Task details. Repeat the lines of the listing below exactly, starting at the line that contains "[pin] white-tailed deer" and running through the last line, both included, and only those.

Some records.
************
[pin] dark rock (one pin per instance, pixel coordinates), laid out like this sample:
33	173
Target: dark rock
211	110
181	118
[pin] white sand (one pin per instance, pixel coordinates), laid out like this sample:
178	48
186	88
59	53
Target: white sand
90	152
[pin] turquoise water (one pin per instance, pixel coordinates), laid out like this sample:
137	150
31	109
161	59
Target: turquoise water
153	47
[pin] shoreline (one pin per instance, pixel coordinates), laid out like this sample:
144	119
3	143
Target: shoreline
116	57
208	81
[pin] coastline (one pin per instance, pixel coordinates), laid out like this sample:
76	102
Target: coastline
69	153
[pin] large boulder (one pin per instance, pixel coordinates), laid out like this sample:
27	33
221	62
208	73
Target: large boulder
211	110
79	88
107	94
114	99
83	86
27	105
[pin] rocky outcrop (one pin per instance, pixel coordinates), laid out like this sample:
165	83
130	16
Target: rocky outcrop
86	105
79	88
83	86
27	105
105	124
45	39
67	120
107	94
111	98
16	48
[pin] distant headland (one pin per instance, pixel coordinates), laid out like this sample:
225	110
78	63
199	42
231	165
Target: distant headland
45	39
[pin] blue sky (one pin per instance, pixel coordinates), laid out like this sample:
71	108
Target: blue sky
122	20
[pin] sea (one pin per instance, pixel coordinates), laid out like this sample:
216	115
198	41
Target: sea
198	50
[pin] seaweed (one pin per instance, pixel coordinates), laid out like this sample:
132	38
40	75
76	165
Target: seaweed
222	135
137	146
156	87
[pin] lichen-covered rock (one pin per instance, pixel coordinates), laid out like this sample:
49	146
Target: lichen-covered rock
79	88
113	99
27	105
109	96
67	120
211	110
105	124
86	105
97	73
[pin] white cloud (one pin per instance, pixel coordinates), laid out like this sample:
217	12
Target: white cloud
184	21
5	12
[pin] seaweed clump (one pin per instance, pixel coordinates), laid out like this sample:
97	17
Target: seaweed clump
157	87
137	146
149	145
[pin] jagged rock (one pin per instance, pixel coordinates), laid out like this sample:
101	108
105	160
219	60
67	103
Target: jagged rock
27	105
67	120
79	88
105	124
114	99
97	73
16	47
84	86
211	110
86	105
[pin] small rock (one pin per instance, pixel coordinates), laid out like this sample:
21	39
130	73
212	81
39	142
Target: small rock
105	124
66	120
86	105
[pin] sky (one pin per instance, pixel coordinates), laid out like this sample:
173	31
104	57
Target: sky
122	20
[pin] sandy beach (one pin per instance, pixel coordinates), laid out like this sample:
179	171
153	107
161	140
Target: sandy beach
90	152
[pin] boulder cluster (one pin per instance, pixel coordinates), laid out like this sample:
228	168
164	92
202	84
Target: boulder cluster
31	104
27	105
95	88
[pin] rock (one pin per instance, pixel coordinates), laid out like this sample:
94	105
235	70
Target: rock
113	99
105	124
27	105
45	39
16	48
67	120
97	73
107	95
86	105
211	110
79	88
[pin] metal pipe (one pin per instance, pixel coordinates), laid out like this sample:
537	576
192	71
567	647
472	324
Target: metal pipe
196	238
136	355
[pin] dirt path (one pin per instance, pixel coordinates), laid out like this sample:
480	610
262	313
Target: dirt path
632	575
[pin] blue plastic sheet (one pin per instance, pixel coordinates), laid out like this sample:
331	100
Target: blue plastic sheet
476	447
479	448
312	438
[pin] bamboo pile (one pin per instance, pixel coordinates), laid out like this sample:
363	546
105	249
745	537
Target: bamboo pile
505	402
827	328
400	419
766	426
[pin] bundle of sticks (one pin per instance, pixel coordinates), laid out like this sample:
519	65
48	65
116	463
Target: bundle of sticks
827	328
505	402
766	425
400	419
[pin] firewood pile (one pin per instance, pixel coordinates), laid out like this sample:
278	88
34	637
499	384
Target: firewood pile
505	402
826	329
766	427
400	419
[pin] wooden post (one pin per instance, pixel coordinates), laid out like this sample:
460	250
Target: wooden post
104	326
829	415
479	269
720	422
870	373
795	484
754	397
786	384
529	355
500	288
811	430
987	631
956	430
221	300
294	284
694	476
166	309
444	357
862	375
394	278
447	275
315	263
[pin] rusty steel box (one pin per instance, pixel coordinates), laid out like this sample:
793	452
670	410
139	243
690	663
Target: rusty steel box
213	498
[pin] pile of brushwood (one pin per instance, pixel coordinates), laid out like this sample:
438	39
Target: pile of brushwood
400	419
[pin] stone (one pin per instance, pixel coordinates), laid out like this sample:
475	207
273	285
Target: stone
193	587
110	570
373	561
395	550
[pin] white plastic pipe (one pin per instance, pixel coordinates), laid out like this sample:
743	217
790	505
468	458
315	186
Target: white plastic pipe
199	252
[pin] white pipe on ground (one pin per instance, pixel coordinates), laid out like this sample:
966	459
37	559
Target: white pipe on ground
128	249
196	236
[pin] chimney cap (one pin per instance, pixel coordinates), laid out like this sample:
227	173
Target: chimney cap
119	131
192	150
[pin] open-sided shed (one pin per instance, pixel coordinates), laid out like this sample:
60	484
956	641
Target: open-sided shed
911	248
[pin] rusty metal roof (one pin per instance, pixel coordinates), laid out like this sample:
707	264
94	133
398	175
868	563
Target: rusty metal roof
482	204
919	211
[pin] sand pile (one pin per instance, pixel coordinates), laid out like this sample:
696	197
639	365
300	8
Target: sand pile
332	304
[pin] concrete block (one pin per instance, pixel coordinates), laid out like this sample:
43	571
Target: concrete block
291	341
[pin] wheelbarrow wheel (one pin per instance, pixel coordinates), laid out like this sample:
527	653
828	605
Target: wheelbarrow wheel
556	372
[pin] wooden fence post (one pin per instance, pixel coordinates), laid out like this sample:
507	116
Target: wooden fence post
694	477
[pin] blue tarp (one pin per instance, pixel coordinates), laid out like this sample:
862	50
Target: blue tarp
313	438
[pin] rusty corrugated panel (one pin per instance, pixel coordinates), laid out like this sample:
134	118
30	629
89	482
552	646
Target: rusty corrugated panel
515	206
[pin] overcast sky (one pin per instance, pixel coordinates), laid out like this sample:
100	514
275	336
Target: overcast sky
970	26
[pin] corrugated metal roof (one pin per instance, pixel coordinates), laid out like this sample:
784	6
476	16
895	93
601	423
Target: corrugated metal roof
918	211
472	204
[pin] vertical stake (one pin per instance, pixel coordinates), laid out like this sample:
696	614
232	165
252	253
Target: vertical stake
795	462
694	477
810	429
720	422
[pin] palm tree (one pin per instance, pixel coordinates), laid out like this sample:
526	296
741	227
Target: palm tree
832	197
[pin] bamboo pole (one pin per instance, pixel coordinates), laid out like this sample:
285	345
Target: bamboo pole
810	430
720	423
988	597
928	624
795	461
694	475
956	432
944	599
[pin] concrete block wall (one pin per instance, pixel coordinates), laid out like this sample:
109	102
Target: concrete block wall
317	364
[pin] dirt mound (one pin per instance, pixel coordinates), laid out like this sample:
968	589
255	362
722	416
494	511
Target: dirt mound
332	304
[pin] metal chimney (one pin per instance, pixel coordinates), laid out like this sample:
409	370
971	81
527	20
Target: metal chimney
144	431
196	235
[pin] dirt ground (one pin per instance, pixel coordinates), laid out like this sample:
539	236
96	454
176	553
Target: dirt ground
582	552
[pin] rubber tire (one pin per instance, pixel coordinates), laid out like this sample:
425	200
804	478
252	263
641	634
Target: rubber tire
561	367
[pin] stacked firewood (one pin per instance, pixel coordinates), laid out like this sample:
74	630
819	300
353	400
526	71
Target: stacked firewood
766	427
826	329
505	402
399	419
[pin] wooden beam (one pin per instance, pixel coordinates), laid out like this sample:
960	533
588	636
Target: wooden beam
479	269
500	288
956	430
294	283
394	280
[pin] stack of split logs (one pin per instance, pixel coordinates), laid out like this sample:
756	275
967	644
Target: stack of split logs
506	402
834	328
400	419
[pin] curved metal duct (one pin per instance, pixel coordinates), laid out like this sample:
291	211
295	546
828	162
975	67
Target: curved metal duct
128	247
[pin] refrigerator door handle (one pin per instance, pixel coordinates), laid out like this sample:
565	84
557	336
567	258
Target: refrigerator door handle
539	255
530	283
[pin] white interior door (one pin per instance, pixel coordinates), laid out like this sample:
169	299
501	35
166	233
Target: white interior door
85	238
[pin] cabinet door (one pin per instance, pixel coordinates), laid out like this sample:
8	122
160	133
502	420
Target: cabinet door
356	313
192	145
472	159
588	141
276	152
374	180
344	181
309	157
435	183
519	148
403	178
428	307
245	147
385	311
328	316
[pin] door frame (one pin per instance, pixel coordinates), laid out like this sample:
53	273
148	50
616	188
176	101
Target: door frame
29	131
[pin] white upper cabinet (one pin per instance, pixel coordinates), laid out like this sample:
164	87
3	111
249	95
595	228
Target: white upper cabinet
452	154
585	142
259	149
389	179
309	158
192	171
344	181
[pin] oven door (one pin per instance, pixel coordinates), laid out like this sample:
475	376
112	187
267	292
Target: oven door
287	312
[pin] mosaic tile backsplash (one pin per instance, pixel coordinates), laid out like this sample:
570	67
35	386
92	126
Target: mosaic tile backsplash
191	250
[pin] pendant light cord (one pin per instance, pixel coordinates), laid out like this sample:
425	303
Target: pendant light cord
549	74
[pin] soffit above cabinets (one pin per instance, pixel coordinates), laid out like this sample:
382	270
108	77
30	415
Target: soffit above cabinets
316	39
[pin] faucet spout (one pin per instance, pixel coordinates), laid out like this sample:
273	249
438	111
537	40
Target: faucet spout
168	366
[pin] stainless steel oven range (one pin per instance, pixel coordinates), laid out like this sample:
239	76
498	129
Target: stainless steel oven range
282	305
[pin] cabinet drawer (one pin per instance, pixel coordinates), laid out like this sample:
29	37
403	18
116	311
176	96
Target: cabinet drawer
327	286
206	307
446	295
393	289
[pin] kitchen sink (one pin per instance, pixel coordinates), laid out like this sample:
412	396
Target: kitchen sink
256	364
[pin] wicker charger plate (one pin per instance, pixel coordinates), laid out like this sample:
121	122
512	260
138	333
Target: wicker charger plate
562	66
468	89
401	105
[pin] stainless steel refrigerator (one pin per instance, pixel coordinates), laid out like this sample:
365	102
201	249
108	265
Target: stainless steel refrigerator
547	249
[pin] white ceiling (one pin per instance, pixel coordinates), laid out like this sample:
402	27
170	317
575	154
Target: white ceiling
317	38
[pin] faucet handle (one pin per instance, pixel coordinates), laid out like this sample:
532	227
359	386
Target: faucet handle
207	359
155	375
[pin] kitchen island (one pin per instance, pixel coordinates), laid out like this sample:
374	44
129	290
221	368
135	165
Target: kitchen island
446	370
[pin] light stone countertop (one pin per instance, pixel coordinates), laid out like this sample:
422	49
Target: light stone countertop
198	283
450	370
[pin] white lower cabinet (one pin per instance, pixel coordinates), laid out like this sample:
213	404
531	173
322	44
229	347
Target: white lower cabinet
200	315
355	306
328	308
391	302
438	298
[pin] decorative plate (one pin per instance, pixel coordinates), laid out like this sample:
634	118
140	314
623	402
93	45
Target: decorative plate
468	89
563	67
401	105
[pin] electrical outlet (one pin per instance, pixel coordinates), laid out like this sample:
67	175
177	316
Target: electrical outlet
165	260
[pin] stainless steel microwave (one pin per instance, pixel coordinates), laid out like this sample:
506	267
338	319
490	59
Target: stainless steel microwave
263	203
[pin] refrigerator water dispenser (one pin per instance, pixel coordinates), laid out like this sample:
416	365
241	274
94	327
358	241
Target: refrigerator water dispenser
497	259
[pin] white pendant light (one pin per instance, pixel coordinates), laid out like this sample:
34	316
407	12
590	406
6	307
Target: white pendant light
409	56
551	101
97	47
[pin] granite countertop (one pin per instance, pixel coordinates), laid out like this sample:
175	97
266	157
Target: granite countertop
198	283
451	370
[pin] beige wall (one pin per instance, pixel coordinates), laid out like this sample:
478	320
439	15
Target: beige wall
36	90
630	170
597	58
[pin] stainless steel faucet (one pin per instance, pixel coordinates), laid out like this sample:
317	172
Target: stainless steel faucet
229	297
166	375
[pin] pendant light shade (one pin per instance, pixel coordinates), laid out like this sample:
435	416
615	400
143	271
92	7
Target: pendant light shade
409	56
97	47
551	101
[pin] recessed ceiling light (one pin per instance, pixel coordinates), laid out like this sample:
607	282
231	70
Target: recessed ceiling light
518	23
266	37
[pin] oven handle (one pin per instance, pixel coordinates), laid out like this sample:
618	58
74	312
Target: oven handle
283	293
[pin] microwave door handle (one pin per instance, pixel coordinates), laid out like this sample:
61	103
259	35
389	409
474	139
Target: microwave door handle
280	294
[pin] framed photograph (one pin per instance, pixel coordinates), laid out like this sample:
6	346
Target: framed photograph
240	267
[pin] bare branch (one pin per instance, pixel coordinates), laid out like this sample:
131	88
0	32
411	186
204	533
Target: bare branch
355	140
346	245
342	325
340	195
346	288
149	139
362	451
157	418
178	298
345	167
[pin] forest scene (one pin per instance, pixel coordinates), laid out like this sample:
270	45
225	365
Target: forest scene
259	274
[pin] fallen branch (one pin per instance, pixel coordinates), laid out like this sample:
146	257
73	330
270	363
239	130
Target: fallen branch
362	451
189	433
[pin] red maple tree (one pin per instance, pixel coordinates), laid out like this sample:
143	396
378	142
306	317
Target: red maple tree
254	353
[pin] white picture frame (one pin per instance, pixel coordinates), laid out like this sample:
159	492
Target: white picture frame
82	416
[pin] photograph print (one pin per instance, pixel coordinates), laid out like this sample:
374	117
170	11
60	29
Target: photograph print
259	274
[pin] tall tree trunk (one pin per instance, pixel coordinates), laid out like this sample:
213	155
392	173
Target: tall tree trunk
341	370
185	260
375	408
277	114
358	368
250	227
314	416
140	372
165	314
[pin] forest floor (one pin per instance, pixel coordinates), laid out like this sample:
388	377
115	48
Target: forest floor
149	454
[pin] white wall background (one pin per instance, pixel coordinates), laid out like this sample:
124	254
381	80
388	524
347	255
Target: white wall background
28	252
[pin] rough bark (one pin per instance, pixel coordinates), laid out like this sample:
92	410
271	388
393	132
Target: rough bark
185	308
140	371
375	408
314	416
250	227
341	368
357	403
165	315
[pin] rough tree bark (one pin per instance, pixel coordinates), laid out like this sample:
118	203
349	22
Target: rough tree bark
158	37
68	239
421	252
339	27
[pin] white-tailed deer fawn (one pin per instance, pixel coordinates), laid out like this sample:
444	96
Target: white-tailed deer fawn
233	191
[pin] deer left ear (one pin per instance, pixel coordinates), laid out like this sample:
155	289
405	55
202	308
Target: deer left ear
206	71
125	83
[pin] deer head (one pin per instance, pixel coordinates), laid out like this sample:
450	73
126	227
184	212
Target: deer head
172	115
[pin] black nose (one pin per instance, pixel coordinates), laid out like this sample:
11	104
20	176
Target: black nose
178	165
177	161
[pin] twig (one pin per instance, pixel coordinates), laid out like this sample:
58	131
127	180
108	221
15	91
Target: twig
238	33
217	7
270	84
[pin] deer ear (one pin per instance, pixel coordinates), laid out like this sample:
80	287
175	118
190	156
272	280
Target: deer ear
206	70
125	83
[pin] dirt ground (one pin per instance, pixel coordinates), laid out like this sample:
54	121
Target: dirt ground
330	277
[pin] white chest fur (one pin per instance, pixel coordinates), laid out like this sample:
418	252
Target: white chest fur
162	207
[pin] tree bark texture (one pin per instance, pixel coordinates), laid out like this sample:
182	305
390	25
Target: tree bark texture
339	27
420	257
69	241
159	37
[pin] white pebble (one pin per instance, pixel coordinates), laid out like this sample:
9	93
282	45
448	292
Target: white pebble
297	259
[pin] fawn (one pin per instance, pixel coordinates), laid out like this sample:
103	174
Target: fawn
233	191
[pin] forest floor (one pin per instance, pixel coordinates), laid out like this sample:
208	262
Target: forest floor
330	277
************
Correct output.
[pin] white-tailed deer fawn (one pin per instance, pixel coordinates), laid out like this sample:
444	96
Target: white-tailed deer fawn
233	191
[pin] deer left ear (one pin per instance, pixel coordinates), laid out like this sample:
155	289
405	55
202	308
Target: deer left ear
206	71
125	83
[pin] deer head (one pin per instance, pixel coordinates), laid out like this sample:
450	73
126	227
184	212
Target: deer head
172	115
[pin] black nose (one pin per instance, pixel coordinates), laid out like this sample:
11	104
20	176
Target: black nose
178	165
177	161
[pin] twig (one pin per instance, pixel coordinates), laid out like this sample:
58	131
127	180
108	221
15	91
Target: twig
238	33
217	7
270	84
[pin] deer ear (one pin per instance, pixel coordinates), laid out like this sample:
80	287
175	118
190	156
272	280
Target: deer ear
206	70
125	83
[pin] dirt ground (one pin per instance, pixel coordinates), laid out like this sample:
54	121
Target: dirt ground
330	277
[pin] white chest fur (one pin per instance, pixel coordinates), laid out like this sample:
418	252
Target: white chest fur
162	207
[pin] tree bark texture (one pin per instance, pixel coordinates), laid out like this sample:
182	305
390	25
Target: tree bark texture
339	27
420	257
69	241
159	37
[pin] white pebble (one pin per instance, pixel coordinates), laid out like this sample:
9	93
282	45
448	292
Target: white pebble
297	259
[pin] fawn (one pin per instance, pixel coordinates), laid out like this sample:
103	174
Target: fawn
233	191
[pin] forest floor (one pin per instance, pixel coordinates), laid out like this sample:
208	262
Target: forest floor
330	277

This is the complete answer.